===== DATASET ROWS =====

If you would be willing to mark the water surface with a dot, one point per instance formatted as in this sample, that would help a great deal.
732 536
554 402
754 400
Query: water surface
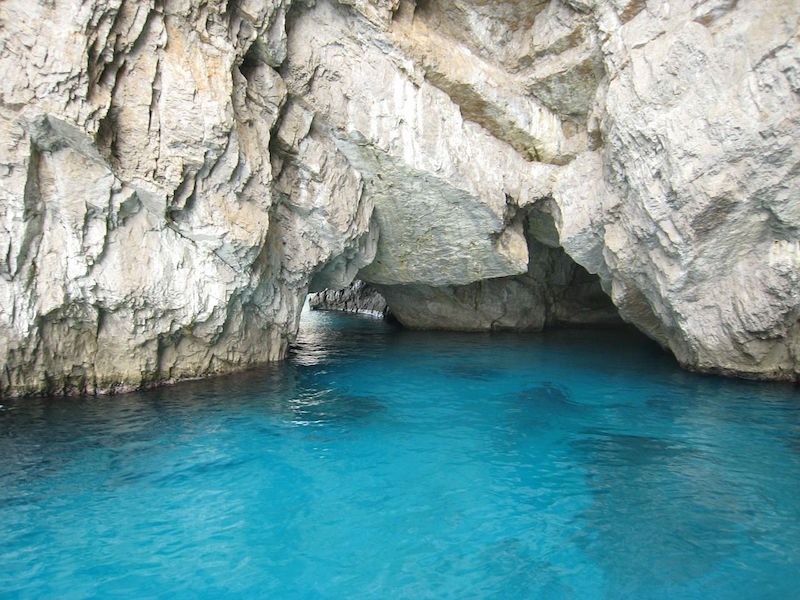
379 463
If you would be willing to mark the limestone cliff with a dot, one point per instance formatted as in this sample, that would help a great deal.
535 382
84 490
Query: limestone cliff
358 297
175 176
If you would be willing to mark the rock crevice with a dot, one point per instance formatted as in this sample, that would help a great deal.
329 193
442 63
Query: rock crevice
178 176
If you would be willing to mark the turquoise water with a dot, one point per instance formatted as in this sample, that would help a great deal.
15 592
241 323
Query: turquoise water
381 463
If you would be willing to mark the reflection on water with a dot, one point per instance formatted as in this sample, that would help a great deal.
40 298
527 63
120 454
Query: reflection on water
380 462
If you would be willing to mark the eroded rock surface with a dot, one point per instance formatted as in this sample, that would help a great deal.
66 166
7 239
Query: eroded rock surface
358 297
175 176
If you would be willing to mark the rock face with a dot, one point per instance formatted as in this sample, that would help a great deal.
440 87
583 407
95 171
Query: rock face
175 176
358 297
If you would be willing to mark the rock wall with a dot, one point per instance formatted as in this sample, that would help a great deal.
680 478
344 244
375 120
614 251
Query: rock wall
358 297
175 176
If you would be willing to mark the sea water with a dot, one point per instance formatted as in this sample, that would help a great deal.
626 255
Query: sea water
383 463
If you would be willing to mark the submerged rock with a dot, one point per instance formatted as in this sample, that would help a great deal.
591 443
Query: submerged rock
178 175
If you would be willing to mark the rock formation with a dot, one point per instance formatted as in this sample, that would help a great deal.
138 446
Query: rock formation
358 297
175 176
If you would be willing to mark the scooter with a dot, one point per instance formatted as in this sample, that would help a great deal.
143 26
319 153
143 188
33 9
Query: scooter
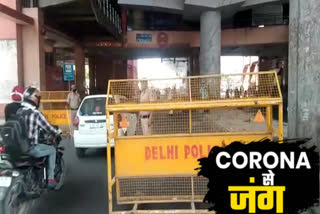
25 178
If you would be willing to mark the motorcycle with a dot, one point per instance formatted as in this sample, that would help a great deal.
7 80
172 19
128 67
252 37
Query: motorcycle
24 178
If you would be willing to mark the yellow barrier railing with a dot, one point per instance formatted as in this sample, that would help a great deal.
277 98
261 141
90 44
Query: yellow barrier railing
54 107
170 123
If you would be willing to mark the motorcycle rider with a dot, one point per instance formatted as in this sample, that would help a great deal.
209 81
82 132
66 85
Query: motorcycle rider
35 121
16 96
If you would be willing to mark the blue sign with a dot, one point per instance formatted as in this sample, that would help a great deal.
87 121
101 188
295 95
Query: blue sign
68 72
143 37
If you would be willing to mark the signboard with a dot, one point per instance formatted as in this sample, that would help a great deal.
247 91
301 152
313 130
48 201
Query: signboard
143 37
163 39
68 72
174 155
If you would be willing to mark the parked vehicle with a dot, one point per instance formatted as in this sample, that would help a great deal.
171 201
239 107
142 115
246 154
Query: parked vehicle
90 129
25 178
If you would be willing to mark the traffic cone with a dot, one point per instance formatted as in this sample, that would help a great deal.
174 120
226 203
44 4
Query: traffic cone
259 117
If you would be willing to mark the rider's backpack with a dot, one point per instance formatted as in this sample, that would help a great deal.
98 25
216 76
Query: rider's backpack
14 134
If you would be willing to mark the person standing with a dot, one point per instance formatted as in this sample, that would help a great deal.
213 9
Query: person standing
145 116
73 102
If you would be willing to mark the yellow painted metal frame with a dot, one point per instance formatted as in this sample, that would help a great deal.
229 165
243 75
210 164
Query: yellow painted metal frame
190 105
49 97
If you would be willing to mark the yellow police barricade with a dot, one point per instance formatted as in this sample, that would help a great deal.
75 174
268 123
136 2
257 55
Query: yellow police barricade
54 108
155 156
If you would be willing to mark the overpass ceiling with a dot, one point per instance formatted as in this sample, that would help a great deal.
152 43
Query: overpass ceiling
191 9
76 19
136 53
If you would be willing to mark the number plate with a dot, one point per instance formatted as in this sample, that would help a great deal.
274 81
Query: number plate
5 181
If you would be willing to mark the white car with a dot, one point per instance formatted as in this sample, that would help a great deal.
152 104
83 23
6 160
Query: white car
90 126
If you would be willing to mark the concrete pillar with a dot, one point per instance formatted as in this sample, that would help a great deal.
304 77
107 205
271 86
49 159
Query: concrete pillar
210 42
304 63
80 68
33 52
19 48
92 74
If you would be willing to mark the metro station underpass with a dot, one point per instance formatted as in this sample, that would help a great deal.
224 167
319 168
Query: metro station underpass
104 40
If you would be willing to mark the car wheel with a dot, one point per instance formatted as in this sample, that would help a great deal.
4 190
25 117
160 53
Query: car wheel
80 152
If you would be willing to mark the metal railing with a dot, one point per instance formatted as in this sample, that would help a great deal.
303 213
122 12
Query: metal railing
185 118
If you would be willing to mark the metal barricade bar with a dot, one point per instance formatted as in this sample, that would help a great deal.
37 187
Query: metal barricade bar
189 116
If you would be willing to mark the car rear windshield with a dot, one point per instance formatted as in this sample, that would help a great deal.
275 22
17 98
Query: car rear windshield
93 107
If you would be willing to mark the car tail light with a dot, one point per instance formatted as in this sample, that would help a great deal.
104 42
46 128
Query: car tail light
76 123
2 150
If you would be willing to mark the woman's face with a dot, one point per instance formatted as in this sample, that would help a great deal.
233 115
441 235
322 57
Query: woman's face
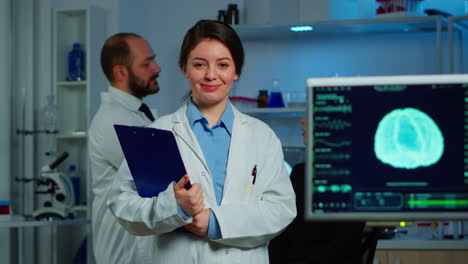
210 70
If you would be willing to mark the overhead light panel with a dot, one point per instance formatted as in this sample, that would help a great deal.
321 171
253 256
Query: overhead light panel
301 28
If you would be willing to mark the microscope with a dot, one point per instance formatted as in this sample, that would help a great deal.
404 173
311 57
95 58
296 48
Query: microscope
60 191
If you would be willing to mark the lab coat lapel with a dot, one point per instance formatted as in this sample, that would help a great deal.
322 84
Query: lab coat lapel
236 153
183 130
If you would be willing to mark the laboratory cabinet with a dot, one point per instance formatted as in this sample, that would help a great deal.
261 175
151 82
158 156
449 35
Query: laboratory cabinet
76 103
296 56
421 257
74 97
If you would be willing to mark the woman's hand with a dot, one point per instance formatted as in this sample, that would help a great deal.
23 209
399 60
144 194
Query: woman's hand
191 201
200 222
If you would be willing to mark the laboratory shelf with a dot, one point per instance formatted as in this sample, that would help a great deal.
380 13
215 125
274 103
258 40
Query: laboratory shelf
72 83
422 244
73 135
20 221
457 24
282 112
361 26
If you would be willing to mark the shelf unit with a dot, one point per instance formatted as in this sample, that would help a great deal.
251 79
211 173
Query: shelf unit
460 24
282 112
76 103
73 98
387 25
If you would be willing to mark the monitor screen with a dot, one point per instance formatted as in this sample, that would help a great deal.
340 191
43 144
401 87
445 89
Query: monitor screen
387 148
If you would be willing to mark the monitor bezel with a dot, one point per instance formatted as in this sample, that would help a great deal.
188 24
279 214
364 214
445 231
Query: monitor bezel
361 81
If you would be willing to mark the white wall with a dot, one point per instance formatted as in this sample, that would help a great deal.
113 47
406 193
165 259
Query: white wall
5 118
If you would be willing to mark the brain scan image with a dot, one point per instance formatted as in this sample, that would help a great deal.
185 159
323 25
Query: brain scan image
408 138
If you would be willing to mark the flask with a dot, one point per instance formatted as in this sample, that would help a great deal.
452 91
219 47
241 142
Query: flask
76 63
232 16
262 99
276 98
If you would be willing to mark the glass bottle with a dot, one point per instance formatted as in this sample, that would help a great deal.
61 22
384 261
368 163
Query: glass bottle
262 99
50 124
276 98
76 63
232 16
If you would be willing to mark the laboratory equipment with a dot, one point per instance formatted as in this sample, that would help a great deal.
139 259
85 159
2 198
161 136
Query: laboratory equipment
232 15
76 60
387 148
262 99
276 98
60 191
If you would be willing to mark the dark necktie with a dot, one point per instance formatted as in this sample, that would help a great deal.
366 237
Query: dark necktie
145 109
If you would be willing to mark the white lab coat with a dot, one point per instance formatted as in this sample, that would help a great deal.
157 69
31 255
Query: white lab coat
249 216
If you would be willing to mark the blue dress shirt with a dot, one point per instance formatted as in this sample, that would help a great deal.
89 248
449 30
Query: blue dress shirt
214 143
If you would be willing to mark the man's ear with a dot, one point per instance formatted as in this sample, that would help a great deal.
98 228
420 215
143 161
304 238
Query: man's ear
184 71
120 72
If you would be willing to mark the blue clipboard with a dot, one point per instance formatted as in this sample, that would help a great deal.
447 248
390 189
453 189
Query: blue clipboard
153 158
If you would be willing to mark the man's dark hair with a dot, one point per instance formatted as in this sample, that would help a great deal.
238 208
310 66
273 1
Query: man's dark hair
116 51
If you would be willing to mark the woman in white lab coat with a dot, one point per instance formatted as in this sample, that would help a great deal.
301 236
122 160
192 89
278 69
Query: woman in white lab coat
241 195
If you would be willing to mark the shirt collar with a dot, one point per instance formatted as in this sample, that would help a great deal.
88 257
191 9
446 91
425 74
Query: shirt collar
194 115
133 102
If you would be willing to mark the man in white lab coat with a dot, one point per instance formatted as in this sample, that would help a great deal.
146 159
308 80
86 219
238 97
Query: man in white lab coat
235 160
129 64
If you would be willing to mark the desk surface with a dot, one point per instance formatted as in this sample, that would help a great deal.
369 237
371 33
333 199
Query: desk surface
420 244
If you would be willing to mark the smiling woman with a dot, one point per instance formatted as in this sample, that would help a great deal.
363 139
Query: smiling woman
234 162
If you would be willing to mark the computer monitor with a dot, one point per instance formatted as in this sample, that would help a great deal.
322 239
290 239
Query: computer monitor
387 148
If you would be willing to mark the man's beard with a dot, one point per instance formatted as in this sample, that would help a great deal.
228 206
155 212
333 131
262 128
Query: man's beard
137 86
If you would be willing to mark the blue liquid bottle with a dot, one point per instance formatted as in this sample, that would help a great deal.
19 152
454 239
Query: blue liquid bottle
76 61
276 98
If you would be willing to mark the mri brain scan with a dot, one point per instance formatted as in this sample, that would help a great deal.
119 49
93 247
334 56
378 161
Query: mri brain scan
408 138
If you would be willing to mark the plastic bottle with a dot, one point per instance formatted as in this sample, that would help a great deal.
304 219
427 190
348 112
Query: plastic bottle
76 61
232 16
50 124
221 16
262 98
50 115
276 98
75 180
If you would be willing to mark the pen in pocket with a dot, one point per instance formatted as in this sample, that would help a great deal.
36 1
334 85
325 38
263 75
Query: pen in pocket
254 174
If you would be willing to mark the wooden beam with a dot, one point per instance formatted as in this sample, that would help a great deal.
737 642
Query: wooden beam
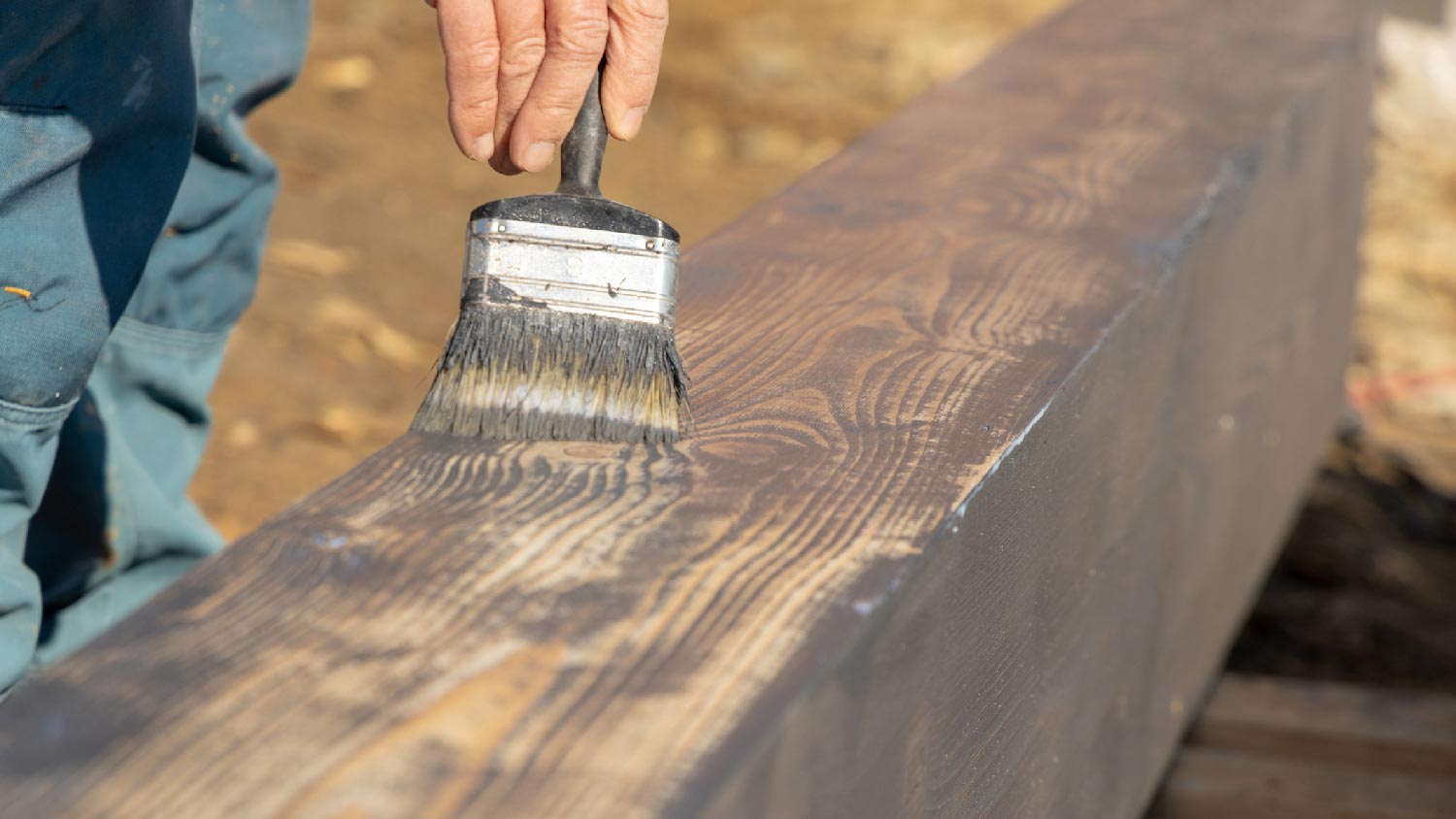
1293 749
1217 784
1347 725
1001 414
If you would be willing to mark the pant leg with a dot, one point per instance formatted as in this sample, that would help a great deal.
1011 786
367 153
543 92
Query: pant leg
96 119
128 454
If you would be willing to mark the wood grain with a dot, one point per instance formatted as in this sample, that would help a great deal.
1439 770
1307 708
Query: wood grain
1001 413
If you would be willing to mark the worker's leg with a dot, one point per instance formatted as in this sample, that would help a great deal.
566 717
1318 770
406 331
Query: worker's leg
96 118
108 539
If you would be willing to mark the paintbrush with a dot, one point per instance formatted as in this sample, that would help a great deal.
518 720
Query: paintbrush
565 326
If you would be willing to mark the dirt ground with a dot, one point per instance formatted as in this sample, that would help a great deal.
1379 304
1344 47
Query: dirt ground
360 282
361 278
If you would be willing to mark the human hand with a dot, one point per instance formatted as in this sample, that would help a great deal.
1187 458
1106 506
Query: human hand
517 72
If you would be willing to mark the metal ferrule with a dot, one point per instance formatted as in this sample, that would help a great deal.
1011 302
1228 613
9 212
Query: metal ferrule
571 270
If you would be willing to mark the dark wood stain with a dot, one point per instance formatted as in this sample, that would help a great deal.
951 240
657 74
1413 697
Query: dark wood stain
1001 414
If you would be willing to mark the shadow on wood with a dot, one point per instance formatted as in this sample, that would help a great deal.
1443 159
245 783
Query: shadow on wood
1002 413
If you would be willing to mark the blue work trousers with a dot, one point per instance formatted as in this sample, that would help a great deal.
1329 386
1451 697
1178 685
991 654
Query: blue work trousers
133 209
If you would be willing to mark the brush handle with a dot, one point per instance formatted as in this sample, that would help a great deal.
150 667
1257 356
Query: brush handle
584 146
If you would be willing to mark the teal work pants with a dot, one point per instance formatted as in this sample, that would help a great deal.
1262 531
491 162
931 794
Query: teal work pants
133 210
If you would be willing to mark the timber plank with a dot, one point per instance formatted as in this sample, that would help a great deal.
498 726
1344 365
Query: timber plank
1001 414
1330 722
1220 784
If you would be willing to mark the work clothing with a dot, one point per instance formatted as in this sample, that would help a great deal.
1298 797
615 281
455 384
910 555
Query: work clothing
131 220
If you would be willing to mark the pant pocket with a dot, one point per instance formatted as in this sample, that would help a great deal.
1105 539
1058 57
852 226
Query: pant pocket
52 309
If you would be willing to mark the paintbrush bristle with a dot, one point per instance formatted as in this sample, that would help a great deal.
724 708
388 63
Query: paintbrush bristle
533 375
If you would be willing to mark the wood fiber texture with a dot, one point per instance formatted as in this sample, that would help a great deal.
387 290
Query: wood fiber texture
1001 416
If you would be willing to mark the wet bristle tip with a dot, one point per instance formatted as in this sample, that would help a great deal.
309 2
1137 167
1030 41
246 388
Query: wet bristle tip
523 375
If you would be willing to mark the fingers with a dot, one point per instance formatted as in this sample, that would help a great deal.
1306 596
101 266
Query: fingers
576 41
634 54
472 61
523 47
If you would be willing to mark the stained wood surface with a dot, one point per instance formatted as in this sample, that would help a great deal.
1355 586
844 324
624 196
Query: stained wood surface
1295 749
1001 413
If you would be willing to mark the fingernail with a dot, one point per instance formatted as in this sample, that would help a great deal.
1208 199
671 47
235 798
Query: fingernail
538 156
632 121
483 147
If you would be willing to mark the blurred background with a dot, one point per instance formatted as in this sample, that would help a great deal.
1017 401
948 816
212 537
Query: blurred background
360 281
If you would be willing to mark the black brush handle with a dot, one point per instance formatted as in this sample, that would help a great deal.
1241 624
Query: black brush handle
584 146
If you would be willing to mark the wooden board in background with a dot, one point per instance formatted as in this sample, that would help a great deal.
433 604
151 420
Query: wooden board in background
1001 414
1301 749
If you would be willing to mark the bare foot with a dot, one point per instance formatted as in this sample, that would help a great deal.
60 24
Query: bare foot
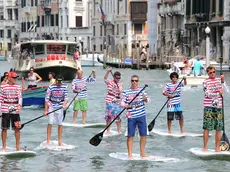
47 143
130 156
19 149
144 155
205 149
3 149
60 144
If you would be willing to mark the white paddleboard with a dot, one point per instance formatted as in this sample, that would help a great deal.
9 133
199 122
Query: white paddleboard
11 152
112 133
176 133
136 157
94 125
211 153
54 146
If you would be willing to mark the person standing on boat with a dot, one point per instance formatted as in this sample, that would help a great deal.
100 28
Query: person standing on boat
52 77
112 100
11 103
136 115
56 97
4 78
213 112
32 78
174 103
79 86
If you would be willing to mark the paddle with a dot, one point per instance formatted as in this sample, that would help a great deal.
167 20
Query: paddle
152 123
96 140
224 142
38 118
64 114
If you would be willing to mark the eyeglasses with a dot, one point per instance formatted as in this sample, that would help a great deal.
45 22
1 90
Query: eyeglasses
212 72
134 80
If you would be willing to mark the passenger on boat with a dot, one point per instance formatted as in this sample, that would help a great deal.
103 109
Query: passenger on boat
52 77
32 78
4 78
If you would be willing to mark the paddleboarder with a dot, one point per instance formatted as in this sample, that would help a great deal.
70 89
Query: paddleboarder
11 103
174 103
112 100
51 77
56 97
136 115
32 78
213 112
79 86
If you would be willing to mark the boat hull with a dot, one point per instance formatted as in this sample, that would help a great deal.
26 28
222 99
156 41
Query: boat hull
34 96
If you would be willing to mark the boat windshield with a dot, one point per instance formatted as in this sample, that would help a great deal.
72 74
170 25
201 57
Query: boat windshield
56 49
71 49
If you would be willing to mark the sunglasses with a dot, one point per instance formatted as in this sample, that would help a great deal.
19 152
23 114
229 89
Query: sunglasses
212 72
134 80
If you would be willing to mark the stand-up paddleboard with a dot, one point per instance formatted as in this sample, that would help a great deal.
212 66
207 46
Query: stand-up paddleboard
12 153
176 133
137 157
94 125
211 153
54 146
112 133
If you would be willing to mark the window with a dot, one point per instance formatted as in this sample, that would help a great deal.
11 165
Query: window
16 14
55 49
71 49
94 30
117 29
57 19
101 47
9 12
1 33
78 21
52 20
137 28
101 30
9 45
43 21
125 29
39 49
8 33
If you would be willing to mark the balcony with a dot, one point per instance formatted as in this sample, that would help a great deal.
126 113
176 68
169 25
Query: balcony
27 9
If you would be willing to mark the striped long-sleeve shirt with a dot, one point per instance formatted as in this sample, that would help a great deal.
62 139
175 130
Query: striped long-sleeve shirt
211 89
137 107
56 95
113 91
81 84
10 97
170 88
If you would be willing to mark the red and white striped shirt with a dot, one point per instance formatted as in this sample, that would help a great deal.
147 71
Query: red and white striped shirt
10 97
113 91
211 89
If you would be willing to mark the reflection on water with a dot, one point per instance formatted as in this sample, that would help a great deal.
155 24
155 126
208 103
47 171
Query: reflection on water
8 165
97 163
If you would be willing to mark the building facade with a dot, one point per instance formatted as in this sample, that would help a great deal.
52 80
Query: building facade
119 27
171 29
216 15
9 25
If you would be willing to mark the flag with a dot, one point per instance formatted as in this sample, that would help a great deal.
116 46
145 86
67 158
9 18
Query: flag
102 15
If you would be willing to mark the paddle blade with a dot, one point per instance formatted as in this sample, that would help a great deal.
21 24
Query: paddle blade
21 126
224 143
151 125
96 140
64 114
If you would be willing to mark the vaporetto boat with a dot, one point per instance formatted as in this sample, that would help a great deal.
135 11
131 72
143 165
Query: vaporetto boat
45 56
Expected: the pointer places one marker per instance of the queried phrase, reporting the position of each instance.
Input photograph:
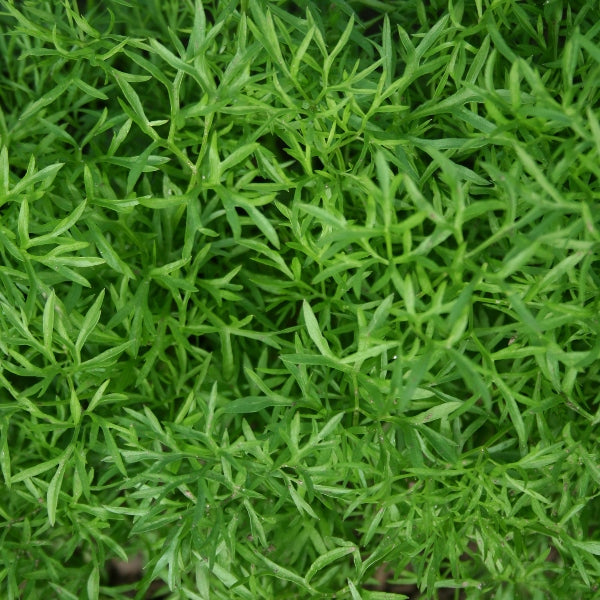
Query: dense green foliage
(295, 293)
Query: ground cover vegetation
(296, 294)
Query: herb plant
(294, 294)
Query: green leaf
(314, 331)
(89, 322)
(55, 485)
(326, 559)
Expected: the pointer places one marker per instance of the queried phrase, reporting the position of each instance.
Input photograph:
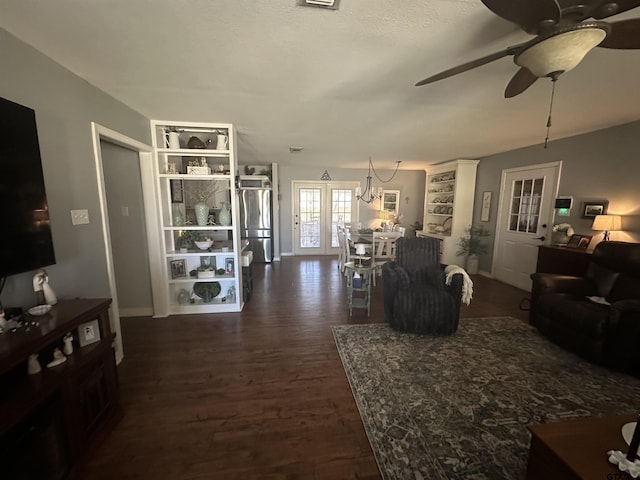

=====

Pick out and copy every line of the records that contains the word "handle", matching case exactly.

→ **EXERCISE OUTPUT**:
If you would be willing to mark the brush handle with a dot, one point per instance formatted as in this sample, that would help a great deal.
Query: brush handle
If you would be willing to mark the black brush handle with a dot, one point per instance formatted as in this sample, that would help a great deal.
Query: black brush handle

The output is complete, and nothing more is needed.